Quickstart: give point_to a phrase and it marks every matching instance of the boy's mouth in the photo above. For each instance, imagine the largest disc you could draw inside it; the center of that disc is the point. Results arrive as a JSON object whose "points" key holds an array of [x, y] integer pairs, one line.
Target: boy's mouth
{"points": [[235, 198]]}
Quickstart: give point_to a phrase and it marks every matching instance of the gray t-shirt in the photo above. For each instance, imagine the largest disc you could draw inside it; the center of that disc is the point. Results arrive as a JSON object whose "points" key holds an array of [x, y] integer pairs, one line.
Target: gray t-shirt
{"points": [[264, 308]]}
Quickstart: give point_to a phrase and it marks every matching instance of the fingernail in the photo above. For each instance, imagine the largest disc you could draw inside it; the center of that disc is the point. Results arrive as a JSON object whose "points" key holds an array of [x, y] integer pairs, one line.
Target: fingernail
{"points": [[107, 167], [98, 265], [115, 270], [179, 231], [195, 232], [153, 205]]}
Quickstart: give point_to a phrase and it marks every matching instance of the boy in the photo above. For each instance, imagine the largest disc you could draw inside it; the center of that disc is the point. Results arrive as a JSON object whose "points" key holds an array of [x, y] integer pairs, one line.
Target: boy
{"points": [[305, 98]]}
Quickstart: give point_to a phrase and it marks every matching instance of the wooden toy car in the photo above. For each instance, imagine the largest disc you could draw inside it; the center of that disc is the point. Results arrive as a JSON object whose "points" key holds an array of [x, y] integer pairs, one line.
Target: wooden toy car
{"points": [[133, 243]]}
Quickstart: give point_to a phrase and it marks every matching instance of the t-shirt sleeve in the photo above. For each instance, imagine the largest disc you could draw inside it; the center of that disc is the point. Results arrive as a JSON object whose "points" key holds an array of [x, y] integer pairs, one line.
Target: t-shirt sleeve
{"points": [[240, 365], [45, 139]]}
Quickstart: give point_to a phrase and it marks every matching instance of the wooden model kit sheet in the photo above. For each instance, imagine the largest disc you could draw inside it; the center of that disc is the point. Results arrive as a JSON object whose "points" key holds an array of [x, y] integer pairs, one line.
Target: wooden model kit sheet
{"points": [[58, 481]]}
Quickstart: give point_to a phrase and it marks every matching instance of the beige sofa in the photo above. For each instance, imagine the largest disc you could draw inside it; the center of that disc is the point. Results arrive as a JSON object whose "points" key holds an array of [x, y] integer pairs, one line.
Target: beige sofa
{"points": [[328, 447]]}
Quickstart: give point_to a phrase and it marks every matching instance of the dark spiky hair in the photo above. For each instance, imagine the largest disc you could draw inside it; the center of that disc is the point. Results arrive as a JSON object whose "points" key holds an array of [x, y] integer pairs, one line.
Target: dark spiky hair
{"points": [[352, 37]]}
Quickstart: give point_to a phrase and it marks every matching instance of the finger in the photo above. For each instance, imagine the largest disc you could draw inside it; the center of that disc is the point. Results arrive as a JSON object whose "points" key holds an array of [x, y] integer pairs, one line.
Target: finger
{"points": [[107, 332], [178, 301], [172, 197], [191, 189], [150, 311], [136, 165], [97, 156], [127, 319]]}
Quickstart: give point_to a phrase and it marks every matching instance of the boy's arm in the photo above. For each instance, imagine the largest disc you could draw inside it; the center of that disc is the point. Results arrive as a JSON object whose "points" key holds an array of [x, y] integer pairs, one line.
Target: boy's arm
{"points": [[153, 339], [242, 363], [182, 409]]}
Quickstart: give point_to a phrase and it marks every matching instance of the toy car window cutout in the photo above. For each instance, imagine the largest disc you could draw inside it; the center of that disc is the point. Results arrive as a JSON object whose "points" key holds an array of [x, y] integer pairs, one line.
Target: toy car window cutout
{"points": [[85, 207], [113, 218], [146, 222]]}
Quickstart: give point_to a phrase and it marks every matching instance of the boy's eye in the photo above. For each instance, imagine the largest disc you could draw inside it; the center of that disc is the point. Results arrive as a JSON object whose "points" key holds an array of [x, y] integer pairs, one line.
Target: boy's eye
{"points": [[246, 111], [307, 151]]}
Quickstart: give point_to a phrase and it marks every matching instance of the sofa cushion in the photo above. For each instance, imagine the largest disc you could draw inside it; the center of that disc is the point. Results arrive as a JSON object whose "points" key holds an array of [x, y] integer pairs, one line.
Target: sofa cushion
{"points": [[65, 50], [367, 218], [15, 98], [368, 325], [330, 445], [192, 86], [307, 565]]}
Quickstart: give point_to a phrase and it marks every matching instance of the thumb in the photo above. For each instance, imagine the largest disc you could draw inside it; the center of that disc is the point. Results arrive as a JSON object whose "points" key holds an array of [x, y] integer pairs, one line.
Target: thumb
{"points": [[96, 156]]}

.....

• Instruction: Each line of the listing should be copied exactly.

• Full output:
Quickstart: give point_to a phrase and it marks every matching instance of the boy's mouth in the photo above. For each instance, imagine the largest disc you could draw inside it; the center of that disc is the point. Results arrive as a JSON object whose "points" key holds an array of [x, y] integer pairs, one line.
Target: boy's mouth
{"points": [[235, 198]]}
Quickstart: give point_to a phrase and it marks every matching instance of the gray t-shirt in the photo above. For each instance, imagine the largest disc you could draw inside it; the center of that disc is the point. Results arrive as a JSON object whose "points" key holds an array of [x, y] integer pairs, one line.
Target: gray t-shirt
{"points": [[264, 308]]}
Quickstart: give point_to a phrase and it marks every matching instance of the fingernail in the photo above. For each instance, imagine the largest disc you could draw inside it; the center of that disc is the point. Results arrive as a JSON object whose "points" key holds an array of [x, y] integer pairs, one line.
Target: fingernail
{"points": [[107, 167], [98, 265], [115, 270], [179, 231], [195, 232], [153, 205]]}
Quickstart: give point_to a phrase and it marks every matching instance of the boy in the photo above. For each instance, imagine the largest disc you could draw inside it; the center of that disc is the point. Results arrive as a JSON object whose "points" key holds an array of [x, y] integer pairs, one line.
Target: boy
{"points": [[305, 98]]}
Quickstart: give point_to a phrase and it marks every matching instance of the wooden toy car in the photo above. For each instance, imagine the largest disc you could draw inside it; the center of that disc is the point. Results arrive as a JSON object whose "points" key holds an array of [x, y] integer pairs, one line.
Target: wooden toy car
{"points": [[133, 243]]}
Quickstart: give point_to a phrase and it marks every matching instance of the t-shirt sleeve in the photo above. For each instance, imagine the largest disc you could draw inside it; the center of that disc is the point. Results arrive as a JSON object whose "points" key holds an array of [x, y] integer pairs, one line.
Target: t-shirt sleeve
{"points": [[240, 365], [45, 139]]}
Quickstart: give point_to a phrase and it marks every matching instance of the wooden model kit sheet in the photo above. For each instance, imagine the largest disc you could draw inside it; the center of that disc is the point. Results arrive as a JSON object whose "points" key holds an array of [x, y] integer pairs, one line.
Target: wooden model kit sheet
{"points": [[58, 481]]}
Quickstart: give point_to a phrase and it marks every matching instance of the beige sofa in the photo above. For each instance, imagine the largest disc you could draw inside it; the center of that disc is the point. Results arrive as a JSON object whose "points" key holds an array of [x, y] integer pairs, one line.
Target: beige sofa
{"points": [[328, 447]]}
Quickstart: give point_to a phrase and it marks every matching instance of the dark spiky hair in the photo above. For each instance, imagine the largest disc you could draw inside it; the center of that disc is the point. Results arrive as a JSON object whose "points" key holds an array of [x, y] integer pairs, one line.
Target: dark spiky hair
{"points": [[352, 37]]}
Quickstart: give point_to a phrase and it marks every matching instance of the finger in the photo above. For each instance, imagine the largest disc you could draw inside it; the center of that disc is the point. Results arrive as a JSON object whose "points" key holds an array of [x, y] integer pairs, one line.
Target: finger
{"points": [[107, 332], [178, 301], [172, 197], [191, 189], [150, 311], [136, 165], [97, 156], [127, 319]]}
Quickstart: give point_to a phrase and it marks every matching instance of the boy's arm in the photo above. For each instance, imagine the largest disc you could draw inside it; the center of that disc is the point. Results arrive as a JSON object whose "points" key holds an array of [x, y] integer pairs, one line.
Target: boy's arm
{"points": [[153, 339], [242, 363], [182, 409]]}
Quickstart: give point_to a phrase and it marks every matching instance of the toy car window cutout in the photo above. For each instance, imagine the largest disc you could draw inside it; the center of that disc is the point. Results arrive as a JSON object whose "points" key holds an array of [x, y] integer pairs, one line.
Target: toy car window cutout
{"points": [[85, 207], [113, 218], [146, 222]]}
Quickstart: give point_to a phrase and it marks every matching instance of the boy's eye in the photo above. For each instance, imagine the largest disc you could draw inside it; the center of that disc is the point. Results arrive as a JSON object whose "points" key holds an array of [x, y] integer pairs, one line.
Target: boy's eye
{"points": [[246, 111], [307, 151]]}
Quickstart: give point_to a phrase and it marks every matching instance of the sofa cushion in the photo above. For each instance, imagine the largest disc you could draw inside it; the center of that disc is the point. Results arrive as a JSON object whose "points" key holds an array of [x, y] integer pairs, one line.
Target: sofa cushion
{"points": [[65, 50], [367, 218], [15, 98], [368, 325], [330, 445], [192, 86], [307, 565]]}
Quickstart: give point_to a phrase and it marks every matching instance of the thumb in the photo above. For each instance, imagine the largest disc you could draw inside it; the center of that disc is the point. Results arrive as a JSON object whose "points" key holds an array of [x, y] integer pairs, one line.
Target: thumb
{"points": [[96, 156]]}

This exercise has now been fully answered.